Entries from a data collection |
● ● ● ● ●

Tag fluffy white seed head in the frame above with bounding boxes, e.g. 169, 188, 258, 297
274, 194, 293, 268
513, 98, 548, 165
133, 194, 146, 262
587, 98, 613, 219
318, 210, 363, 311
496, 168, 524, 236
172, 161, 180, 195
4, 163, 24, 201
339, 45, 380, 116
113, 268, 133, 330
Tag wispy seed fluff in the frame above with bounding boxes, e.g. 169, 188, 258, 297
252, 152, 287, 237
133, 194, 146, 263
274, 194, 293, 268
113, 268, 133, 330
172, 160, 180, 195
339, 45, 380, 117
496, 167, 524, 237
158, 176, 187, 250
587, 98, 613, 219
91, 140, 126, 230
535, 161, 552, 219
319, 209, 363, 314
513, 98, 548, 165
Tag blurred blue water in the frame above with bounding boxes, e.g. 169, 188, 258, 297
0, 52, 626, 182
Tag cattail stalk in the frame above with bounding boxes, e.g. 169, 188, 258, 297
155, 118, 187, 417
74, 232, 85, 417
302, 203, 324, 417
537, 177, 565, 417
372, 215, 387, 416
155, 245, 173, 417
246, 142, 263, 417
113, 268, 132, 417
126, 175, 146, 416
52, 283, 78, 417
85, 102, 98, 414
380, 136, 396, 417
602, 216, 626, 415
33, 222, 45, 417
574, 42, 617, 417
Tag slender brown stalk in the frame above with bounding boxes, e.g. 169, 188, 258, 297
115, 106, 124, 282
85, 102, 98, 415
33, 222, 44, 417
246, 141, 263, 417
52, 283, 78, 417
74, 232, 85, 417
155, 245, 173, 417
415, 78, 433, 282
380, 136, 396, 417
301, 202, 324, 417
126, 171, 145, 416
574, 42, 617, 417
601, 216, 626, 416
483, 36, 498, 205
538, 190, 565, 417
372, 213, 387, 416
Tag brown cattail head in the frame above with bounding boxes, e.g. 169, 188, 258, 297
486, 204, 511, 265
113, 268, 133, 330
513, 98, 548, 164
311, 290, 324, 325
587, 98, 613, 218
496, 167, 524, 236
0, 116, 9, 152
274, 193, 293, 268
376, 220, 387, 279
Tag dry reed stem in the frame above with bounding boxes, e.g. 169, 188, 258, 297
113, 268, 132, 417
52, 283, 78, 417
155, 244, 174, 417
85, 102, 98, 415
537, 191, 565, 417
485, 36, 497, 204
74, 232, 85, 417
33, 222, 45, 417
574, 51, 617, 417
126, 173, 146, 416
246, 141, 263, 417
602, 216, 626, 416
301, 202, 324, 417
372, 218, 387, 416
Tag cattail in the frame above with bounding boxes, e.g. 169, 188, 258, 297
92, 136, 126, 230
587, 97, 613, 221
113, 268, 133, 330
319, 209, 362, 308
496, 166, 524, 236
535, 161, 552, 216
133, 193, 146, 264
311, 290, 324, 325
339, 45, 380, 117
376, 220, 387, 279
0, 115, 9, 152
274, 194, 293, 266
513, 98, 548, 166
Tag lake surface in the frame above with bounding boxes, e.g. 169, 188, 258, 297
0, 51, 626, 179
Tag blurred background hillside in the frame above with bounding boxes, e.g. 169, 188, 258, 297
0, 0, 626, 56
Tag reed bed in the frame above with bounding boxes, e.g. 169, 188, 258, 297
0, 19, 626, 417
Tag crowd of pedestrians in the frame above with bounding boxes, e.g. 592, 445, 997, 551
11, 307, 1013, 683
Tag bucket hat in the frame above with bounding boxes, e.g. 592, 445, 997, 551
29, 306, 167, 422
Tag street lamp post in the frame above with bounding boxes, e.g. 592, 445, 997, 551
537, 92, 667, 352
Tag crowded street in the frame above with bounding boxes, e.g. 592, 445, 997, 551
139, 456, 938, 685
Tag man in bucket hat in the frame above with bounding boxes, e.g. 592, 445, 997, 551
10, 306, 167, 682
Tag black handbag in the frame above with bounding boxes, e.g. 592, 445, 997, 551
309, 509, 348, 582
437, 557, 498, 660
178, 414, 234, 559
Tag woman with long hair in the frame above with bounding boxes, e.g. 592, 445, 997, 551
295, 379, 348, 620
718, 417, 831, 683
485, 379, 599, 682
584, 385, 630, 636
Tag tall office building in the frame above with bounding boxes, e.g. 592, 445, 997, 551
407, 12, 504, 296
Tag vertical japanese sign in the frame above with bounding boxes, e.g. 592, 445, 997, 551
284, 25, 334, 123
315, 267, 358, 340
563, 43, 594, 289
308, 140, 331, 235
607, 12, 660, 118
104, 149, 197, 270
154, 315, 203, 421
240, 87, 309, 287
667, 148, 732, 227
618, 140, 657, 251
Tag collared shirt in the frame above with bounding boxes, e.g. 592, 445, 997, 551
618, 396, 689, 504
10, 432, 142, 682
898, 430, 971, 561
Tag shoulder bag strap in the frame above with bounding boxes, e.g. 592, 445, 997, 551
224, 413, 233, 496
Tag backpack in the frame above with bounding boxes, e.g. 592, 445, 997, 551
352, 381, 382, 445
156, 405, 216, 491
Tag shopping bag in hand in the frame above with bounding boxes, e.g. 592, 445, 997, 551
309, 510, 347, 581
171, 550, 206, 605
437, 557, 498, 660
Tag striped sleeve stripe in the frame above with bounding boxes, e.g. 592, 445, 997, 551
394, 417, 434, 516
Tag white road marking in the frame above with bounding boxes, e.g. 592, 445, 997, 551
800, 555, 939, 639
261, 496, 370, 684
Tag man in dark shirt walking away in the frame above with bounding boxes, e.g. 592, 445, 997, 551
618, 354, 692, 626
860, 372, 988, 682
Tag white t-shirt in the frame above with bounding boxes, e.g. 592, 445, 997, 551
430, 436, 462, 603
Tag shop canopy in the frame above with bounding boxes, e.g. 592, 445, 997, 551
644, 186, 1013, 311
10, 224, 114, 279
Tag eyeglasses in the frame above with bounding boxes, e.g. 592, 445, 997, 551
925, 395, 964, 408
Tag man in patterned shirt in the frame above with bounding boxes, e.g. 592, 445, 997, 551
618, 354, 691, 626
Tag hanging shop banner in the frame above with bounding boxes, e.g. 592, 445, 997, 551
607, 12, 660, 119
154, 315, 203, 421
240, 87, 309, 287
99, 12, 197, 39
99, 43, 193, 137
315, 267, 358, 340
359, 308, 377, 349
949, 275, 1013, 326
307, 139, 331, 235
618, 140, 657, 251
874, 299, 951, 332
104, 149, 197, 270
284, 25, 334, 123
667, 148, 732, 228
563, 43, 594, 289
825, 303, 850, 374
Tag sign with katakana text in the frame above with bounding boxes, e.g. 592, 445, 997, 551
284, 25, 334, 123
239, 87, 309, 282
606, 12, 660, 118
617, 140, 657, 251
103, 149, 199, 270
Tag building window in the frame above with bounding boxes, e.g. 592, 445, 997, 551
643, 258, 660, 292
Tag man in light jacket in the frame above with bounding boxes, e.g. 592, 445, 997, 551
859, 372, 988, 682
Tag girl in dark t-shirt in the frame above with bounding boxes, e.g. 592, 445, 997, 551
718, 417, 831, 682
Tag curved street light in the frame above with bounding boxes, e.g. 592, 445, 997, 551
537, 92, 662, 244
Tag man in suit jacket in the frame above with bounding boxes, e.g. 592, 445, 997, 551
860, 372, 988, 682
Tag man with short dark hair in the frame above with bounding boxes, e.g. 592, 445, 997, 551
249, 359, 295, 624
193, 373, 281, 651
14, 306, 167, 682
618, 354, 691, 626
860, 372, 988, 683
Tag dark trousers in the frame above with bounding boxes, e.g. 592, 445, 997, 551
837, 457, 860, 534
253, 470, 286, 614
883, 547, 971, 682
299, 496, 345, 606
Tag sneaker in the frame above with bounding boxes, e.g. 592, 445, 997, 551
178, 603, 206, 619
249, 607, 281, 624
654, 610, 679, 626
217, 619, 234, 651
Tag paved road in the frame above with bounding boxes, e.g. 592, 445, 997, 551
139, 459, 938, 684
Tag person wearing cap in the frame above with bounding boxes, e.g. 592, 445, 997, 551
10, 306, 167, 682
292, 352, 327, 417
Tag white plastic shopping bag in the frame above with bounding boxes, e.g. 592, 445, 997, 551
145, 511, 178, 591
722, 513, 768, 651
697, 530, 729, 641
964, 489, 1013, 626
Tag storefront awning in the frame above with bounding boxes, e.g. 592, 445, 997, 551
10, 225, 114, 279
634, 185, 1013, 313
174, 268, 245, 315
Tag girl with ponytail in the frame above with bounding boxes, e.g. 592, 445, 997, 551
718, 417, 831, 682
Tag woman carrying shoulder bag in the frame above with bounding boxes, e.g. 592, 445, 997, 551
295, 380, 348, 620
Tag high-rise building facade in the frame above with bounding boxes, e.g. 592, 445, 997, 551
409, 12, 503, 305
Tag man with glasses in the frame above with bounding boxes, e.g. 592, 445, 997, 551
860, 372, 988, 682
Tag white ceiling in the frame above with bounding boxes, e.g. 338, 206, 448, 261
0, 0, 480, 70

● ● ● ● ●

The exercise |
Can you copy the stretch of entries from the line containing "Tag woman with" through the line containing "407, 12, 504, 296", adding 99 to every bounding box coordinate in the answers and leaving the requests and their sample coordinates as they are?

Answer to the problem |
Tag woman with long hair in the frame above with bounding boxes, e.g. 592, 445, 997, 551
394, 478, 447, 719
817, 516, 930, 782
584, 478, 698, 781
683, 484, 729, 735
Tag tall office building in the frame above with bounding boxes, e.g. 592, 445, 997, 551
506, 111, 603, 395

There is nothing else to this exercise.